◆ **What you should do**
Exclude the pictures, then restate every entry below exactly.

---- Data

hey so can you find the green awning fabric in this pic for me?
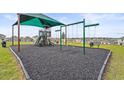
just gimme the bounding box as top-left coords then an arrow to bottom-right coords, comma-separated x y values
13,13 -> 64,28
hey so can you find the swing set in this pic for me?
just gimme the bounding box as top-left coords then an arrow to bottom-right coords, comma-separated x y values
56,19 -> 99,55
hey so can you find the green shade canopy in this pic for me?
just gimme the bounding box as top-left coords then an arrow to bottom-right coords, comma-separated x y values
13,13 -> 64,28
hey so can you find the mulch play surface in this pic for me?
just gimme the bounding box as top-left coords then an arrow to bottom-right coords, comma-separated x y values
11,45 -> 110,80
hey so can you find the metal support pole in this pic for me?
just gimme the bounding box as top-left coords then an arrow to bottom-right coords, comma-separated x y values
12,26 -> 14,46
39,31 -> 40,36
83,19 -> 85,55
60,26 -> 62,50
65,26 -> 67,46
17,14 -> 20,52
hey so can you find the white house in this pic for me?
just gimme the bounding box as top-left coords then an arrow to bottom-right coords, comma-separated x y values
0,34 -> 6,39
117,37 -> 124,45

--------

◆ **Result below**
hey so can you find the green awning fabric in this pic for me?
just gimme the bounding box as top-left coords then an arrow to bottom-right coords, comma-separated x y values
13,13 -> 64,28
hey so can you find the swing set in this pic for me?
just gimme the bounding box as top-left coords then an arrow to bottom-right coords, comma-separated x y values
56,19 -> 99,55
hey so can you find the green shade canopy in this pic for me?
just gimme the bounding box as top-left coords then an arrow to bottom-right coords, comma-separated x y values
13,13 -> 64,28
hey so can you find the mulch play surface in this pic for me?
just gimme the bounding box as top-left coords then an arrow to bottom-right coords, comma-separated x y values
11,45 -> 110,80
hey so can you find the metal support pole in this pic for me?
just gimme the bounding box as top-left coords then an arrow to bottom-right coords, comma-separated x y values
12,26 -> 14,46
39,31 -> 40,36
83,19 -> 85,55
60,26 -> 62,50
65,26 -> 67,46
17,14 -> 20,52
hey so can you find the white house in this pic for me?
just gimme the bounding box as top-left coords then an arrow to bottom-right coords, comma-separated x y values
0,34 -> 6,39
117,37 -> 124,45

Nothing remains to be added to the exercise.